# [WHAT THIS TASK INVOLVES]
Give the total of lines holding the word "yellow" in the records below, and nothing else.

----

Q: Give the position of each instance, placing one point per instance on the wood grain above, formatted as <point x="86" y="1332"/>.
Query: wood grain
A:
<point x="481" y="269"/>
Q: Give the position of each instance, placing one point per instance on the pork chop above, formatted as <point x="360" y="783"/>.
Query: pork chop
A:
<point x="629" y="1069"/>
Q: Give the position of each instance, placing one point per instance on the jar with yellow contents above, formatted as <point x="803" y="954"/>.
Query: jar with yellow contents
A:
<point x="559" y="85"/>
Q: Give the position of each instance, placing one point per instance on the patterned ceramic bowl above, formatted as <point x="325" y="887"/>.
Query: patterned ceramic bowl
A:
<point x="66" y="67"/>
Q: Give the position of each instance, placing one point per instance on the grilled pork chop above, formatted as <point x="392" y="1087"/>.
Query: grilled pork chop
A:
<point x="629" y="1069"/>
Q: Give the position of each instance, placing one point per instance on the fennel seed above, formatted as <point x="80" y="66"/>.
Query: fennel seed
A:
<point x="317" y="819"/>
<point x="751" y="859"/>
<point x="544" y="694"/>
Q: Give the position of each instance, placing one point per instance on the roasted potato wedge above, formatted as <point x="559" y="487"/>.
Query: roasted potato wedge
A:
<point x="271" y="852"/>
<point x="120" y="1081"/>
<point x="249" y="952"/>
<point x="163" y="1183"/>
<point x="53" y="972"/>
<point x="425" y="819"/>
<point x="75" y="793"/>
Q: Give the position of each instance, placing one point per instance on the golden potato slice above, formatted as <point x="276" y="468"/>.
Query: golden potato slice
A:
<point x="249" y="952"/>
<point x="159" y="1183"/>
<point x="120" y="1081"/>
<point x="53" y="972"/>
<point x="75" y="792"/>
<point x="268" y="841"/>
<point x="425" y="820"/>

----

# [TASK RESPONSE]
2